* EXCERPTED TEXT *
# Notchy gearshift 1st to 2nd



## GFB (Oct 16, 2006)

Hi, me again - with my other concern about my first Nissan.

Is it normal for my manual transmission X-Trail to have a difficult/notchy gearshift between 1st and 2nd gear? I think it is slightly worse when cold. 

Anything one could do about it? 

Thanks


----------



## davec (Jan 10, 2006)

Mine is notchy in the first 3 gears when cold, especially "crunchy" going into 3rd...I've just got used to living with it!!


----------



## boggarte (May 16, 2005)

GFB said:


> Hi, me again - with my other concern about my first Nissan.
> 
> Is it normal for my manual transmission X-Trail to have a difficult/notchy gearshift between 1st and 2nd gear? I think it is slightly worse when cold.
> 
> ...


Same here but goes away with time. Mine is 24,000 k now, doen't do it anymore but haven't noticed when it stopped...

* Some records *
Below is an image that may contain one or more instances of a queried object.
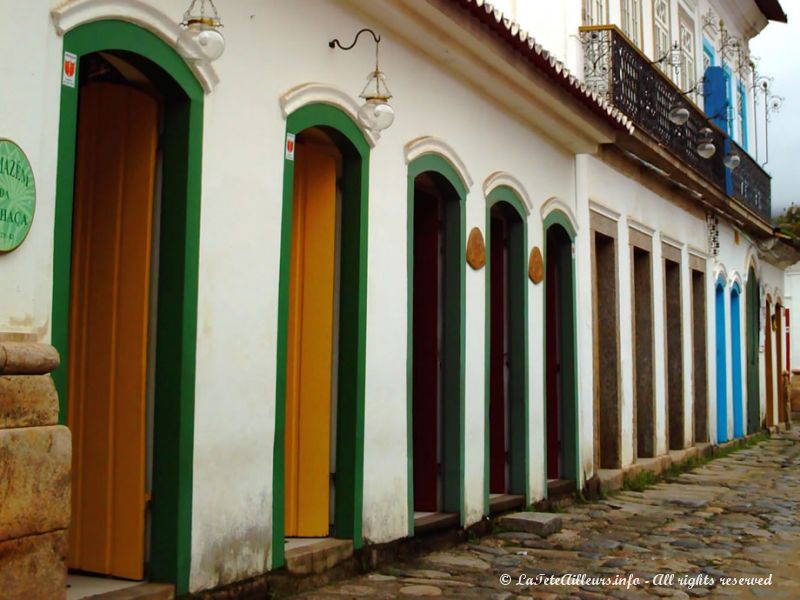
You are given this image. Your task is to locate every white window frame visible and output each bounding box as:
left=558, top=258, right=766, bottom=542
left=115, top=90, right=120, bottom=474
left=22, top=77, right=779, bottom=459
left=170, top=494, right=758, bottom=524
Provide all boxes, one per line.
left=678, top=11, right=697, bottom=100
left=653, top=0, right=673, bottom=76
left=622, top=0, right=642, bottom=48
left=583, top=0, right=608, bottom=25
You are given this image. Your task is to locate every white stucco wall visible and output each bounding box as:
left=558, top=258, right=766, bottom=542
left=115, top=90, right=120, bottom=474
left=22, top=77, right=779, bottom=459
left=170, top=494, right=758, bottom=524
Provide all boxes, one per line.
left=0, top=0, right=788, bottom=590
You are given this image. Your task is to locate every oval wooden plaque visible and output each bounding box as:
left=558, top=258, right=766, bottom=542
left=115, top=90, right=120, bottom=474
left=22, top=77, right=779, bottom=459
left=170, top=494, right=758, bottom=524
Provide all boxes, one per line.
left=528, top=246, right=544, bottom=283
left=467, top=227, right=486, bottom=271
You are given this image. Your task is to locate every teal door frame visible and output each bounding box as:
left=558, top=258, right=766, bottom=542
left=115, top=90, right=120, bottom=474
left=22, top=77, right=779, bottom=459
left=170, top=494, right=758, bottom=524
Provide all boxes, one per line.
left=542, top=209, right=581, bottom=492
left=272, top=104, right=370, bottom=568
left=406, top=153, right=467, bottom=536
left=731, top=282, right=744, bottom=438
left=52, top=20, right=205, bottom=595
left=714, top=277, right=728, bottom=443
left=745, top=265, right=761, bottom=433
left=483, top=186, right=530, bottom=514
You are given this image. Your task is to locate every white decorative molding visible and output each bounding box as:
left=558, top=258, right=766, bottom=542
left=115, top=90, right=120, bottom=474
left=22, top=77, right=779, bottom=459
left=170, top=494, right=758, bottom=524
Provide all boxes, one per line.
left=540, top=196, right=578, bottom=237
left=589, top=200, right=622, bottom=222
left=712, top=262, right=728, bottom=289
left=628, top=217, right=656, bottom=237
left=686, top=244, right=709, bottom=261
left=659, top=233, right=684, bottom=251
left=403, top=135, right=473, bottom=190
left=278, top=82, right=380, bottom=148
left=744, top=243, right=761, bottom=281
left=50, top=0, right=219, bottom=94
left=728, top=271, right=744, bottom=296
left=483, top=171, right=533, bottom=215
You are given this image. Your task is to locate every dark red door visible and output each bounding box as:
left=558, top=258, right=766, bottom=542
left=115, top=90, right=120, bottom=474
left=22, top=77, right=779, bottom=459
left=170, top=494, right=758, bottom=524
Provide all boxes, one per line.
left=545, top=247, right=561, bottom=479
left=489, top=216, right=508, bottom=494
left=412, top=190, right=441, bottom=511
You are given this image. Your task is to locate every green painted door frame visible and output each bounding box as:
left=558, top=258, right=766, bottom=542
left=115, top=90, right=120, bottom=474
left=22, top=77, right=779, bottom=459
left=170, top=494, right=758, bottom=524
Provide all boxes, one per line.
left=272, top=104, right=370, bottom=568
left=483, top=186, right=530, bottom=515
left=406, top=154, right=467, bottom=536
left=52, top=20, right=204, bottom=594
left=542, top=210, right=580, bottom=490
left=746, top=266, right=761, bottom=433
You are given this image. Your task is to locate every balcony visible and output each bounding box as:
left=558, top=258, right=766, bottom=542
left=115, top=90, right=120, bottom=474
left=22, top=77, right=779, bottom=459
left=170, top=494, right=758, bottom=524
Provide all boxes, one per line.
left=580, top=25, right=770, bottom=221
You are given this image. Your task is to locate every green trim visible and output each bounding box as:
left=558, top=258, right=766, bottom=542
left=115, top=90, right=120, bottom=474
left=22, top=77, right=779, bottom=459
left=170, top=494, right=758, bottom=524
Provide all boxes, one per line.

* * *

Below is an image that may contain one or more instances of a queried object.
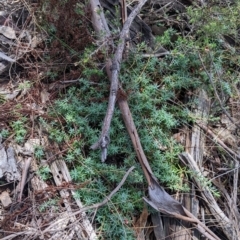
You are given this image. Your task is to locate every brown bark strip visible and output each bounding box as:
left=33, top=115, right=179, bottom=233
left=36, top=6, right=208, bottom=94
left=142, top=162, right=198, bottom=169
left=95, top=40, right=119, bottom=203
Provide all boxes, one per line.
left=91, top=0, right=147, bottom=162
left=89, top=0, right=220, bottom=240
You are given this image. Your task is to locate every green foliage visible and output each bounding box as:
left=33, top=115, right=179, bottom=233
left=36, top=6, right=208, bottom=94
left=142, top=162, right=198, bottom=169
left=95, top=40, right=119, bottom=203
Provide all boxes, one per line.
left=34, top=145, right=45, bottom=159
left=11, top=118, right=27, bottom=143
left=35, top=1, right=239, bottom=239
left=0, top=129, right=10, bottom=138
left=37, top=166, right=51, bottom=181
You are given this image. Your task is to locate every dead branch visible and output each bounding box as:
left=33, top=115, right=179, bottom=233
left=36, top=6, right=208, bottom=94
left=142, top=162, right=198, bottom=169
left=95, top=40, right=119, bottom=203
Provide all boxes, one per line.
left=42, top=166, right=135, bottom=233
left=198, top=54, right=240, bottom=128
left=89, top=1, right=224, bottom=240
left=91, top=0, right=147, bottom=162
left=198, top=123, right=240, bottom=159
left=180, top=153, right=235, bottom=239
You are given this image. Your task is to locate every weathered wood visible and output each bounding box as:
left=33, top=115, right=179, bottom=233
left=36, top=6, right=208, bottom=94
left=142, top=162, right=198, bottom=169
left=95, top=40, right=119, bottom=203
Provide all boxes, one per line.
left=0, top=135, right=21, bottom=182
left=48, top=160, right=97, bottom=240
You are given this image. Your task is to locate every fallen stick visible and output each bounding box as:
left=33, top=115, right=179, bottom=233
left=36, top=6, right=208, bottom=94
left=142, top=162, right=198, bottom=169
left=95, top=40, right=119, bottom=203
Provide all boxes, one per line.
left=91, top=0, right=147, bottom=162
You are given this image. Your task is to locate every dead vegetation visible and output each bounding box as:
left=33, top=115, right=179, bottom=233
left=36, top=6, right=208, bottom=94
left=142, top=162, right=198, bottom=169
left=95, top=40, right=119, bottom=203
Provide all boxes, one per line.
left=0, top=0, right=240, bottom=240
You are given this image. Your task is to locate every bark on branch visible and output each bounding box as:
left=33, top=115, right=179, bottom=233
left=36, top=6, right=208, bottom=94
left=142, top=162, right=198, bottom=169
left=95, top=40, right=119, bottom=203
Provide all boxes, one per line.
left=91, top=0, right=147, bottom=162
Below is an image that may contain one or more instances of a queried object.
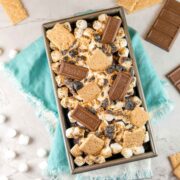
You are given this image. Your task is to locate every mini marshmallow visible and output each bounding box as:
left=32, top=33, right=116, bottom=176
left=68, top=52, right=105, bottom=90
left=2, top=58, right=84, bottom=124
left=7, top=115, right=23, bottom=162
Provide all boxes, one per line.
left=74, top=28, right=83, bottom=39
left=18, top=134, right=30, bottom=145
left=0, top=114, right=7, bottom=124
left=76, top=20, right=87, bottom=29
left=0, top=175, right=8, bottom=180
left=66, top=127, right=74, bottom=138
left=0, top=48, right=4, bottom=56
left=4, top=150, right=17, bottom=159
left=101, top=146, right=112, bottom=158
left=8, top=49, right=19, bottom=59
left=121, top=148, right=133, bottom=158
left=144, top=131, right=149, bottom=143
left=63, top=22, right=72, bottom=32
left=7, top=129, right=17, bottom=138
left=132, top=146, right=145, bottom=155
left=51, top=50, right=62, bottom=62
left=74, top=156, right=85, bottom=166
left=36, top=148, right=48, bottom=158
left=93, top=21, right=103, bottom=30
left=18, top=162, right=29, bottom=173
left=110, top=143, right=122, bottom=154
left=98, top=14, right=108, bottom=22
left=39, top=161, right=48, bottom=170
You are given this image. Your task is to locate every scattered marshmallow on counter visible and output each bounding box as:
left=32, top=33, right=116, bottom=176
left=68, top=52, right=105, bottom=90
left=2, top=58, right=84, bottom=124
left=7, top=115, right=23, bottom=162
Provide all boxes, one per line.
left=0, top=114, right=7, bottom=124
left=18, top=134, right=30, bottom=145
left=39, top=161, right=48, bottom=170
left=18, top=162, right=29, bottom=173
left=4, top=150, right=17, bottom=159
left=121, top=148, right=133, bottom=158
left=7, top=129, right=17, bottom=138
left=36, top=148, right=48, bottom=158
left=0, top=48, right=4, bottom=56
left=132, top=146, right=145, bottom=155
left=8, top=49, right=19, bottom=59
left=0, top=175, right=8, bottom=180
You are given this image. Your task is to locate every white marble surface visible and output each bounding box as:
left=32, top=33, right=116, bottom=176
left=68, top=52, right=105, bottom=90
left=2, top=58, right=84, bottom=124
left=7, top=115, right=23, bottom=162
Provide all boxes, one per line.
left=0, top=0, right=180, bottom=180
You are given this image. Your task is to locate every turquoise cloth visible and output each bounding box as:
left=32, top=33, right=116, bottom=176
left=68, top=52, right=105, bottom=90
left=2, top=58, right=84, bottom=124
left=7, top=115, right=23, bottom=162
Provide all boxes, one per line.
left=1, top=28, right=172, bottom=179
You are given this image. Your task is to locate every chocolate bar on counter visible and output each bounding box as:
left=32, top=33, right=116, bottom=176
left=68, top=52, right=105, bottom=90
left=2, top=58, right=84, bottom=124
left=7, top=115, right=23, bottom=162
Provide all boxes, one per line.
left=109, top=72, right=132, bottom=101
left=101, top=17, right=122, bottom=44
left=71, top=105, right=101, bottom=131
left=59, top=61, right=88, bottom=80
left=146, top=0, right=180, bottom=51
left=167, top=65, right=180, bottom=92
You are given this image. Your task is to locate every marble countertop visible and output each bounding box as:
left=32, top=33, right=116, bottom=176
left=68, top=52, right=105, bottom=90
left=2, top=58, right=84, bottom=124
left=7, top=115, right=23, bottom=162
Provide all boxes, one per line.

* TASKS TO CARRY OUT *
1) In the gearshift thread, which gear does davec say is especially "crunchy" to shift into when cold?
2) Pick up the gearshift thread after its last post and continue it.
The material above is unrelated to the gearshift thread.

* REPLIES *
1) Third gear.

2)
----------



## Bryden (Mar 22, 2005)

GFB said:


> Hi, me again - with my other concern about my first Nissan.
> 
> Is it normal for my manual transmission X-Trail to have a difficult/notchy gearshift between 1st and 2nd gear? I think it is slightly worse when cold.
> 
> ...


Hi, Mine is a 2005 2.2 D with 37000 Km on the clock and 1st to 2nd gear change is still crunchy. I have tried every type of oil available, adjusted clutch, had it into the dealers three times, all no help. Nissan dealers want to send it to a specialist gearbox rebuilder.

Good luck.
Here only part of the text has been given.